──────── FRAGMENT

Niemedyczne forum zdrowia

BLOK PORAD, POMOCY I WYMIANY DOŚWIADCZEŃ => Analizy prozdrowotnych procesów chorobowych => Wątek zaczęty przez: Mikkanen 20-03-2018, 12:14



Tytuł: Dylematy procesów oczyszczania
Wiadomość wysłana przez: Mikkanen 20-03-2018, 12:14
Chciałbym opisać swój przypadek i przy okazji dopytać się. Pierwsze moje spostrzeżenie jest takie, że to działa, tylko trzeba cierpliwie czekać na efekty. Z Biosłone jestem od czerwca. Cały czas MO+KB(raz dziennie) + DP + napar na drogi moczowe + zakraplanie. Przez ten cały czas nic spektakularnego się nie działo, ot jakieś osłabienia, wypryski, czy duże zbieranie się śliny i odpluwanie taką białą pianą. Napar na drogi moczowe nie powodował żadnej reakcji, przeszedłem 4 sesje, zakraplanie też bez widocznych efektów, szczypie, ale poza tym nic. I tak minęło 9 miesięcy.
Pod koniec lutego się zaczęło
1.   Grypa – trwała jakieś 7 dni. Przez pierwsze dni 3-4 dni temperatura ok.38-38,5. Potem coraz mniejsza, po tygodniu byłem zdrowy. Przechorowałem bez leków, luzik. Odstawiłem MO.
2.   Po kolejnych dwóch dniach zachorowałem na anginę. Ropa na gardle, przez pierwsze 4 dni temperatura 39,5-40 stopni, brak apetytu. Potem temperatura spadała, jeszcze do 10 dnia utrzymywał się lekki ból gardła, stany podgorączkowe. Przechorowałem bez antybiotyków, raz tylko przy 40,5 stopniach wziąłem Ibuprom.

────────────────
──────── DOSTARCZONY MATERIAŁ

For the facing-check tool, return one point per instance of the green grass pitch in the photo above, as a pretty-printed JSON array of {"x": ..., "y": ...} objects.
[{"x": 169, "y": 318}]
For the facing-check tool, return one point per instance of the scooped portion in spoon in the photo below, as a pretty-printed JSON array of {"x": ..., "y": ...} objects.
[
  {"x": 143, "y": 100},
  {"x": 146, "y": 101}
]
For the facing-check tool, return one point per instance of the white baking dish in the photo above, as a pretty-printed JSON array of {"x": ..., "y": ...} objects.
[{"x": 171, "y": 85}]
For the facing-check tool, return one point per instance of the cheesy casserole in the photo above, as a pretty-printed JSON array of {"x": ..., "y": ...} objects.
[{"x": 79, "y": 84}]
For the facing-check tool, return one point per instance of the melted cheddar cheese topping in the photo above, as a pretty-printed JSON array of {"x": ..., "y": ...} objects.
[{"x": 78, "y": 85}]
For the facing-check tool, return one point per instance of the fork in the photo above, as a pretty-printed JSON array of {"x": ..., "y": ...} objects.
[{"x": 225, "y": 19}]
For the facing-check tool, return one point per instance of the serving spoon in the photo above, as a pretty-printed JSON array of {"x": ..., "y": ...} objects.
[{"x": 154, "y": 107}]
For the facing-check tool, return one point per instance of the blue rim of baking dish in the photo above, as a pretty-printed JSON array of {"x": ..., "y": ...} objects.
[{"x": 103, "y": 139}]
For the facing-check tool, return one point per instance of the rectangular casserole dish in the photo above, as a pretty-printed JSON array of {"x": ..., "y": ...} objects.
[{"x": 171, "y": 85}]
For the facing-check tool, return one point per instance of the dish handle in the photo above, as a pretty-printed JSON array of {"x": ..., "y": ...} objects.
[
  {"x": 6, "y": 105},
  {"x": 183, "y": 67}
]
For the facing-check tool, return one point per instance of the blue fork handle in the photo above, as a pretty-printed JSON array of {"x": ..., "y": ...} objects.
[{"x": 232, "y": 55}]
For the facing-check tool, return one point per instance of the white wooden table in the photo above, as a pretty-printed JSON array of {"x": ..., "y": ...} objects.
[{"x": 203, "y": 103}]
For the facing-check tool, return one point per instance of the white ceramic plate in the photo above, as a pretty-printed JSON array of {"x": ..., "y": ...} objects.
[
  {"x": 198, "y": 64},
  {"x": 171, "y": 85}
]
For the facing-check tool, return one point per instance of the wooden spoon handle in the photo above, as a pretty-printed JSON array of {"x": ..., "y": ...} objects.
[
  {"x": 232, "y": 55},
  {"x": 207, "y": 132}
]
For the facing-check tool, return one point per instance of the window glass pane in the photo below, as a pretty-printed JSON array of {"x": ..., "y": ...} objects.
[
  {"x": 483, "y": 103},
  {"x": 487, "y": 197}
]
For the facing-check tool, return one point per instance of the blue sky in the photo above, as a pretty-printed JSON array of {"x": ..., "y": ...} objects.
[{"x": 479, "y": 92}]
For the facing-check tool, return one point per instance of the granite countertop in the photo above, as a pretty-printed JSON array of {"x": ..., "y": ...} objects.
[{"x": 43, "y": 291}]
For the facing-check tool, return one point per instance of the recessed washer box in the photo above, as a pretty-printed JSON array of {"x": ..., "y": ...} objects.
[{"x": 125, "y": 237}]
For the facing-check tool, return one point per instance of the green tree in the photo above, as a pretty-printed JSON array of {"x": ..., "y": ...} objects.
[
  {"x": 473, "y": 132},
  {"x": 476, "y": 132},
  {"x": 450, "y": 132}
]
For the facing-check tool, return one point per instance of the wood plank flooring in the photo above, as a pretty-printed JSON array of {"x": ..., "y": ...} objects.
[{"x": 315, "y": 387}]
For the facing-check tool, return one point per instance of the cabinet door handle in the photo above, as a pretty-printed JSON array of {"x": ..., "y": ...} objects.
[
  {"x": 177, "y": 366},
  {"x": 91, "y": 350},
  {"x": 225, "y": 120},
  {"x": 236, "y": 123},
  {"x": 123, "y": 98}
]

────────────────

ZADANIA I ĆWICZENIA>
1: Ile dni trwała grypa opisana we fragmencie wpisu z forum o procesach oczyszczania?
2: Napisz dalszy ciąg wpisu z forum o procesach oczyszczania, zaczynając po jego ostatnim zdaniu.

ODPOWIEDZI DO ZADAŃ>
1: Około 7 dni.

2:
3.   Jak zakończyła się angina to zachorowałem na zapalenie pęcherza. Sikanie stało się koszmarem, z bólu robiło mi się ciemno przed oczami, mocz leciał kropelkami, opróżnienie pęcherza trwało 5-7 minut. Przez pierwsze dni biegałem do toalety po 20 razy dziennie. Normalnie to tu upatrywałbym oczyszczania, przez zmianę stanu przewlekłego na ostry, ale w tym całym cyklu zdarzeń to sam nie wiem. Piłem napar na drogi moczowe i nic z tym więcej nie robiłem.
4.   Po dwóch dniach chorowania na pęcherz znów zachorowałem na anginę. I tu już pojawił się problem, ponieważ poprzednie choroby kosztowały mnie 3 tygodnie nieobecności w pracy. Niestety nie mogłem sobie pozwolić na następny tydzień czy 10 dni nieobecności w pracy( to znaczyłoby de facto utratę pracy), aby odchorować bez leków następną anginę( z pęcherzem bym sobie jakoś poradził).
Z ciężkim sercem, mając wrażenie że zaprzepaszczam trochę to co osiągnąłem, wziąłem antybiotyk, nie widziałem innego rozwiązania. Mam wrażenie bezsensowności całej sytuacji, bo włożyłem dużo wysiłku aby właściwie przeprowadzić oczyszczanie, ale 4 choroby jedna po drugiej okazały się trudne do ogarnięcia „życiowo”….. trochę się podłamałem.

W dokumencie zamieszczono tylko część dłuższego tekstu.